→ STUDY MATERIAL:
'''

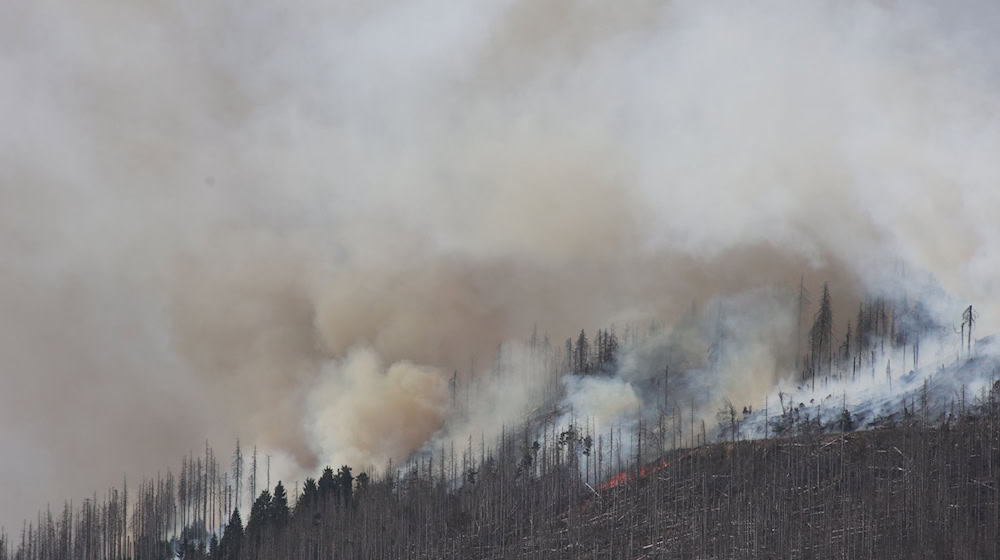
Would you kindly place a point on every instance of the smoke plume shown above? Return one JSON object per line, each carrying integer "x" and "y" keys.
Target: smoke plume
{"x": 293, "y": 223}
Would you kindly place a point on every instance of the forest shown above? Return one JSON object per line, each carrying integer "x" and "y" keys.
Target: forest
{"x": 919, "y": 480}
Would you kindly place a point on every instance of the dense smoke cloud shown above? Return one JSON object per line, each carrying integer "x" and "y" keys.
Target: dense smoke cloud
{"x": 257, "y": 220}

'''
'''

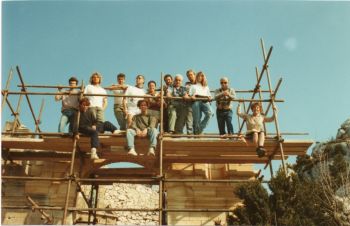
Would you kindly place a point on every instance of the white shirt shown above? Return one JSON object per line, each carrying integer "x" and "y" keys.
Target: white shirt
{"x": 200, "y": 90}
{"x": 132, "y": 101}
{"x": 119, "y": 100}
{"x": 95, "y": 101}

'''
'''

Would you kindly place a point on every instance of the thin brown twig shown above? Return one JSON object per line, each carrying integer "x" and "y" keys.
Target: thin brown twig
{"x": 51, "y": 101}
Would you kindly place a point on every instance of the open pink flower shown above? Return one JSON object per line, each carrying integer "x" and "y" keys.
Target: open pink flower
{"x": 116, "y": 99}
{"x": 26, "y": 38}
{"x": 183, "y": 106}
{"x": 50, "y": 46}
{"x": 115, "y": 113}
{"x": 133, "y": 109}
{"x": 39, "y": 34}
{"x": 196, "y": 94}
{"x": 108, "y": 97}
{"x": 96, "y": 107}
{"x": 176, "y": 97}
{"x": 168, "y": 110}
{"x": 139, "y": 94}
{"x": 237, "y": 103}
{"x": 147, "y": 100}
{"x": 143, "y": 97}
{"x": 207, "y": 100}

'''

If a line in the data above includes the string "each", copy it.

→ WRITTEN RESPONSE:
Would you kindly place a point on every instance of the smoke plume shown above? Return one JSON object per line, each carrying integer "x" and "y" keys.
Would you kindly place a point on every instance of the forest shown above? Return one JSON object per line, each carrying integer "x" and "y" keys.
Would you kindly place a point on every instance of the dense smoke cloud shown above? Return one JSON object per line, each carrying integer "x" and "y" keys.
Would you kindly place a point on every instance of the white shirt shown above? Return one JSON object per line, each carrying integer "x" and "y" keys.
Would you kindly place a point on every instance of the thin brown twig shown above? Return one JSON object per line, each carrying integer "x" and "y" keys.
Would you kindly place a point on every instance of the open pink flower shown above? Return one JSON object per line, each carrying integer "x" and "y" keys.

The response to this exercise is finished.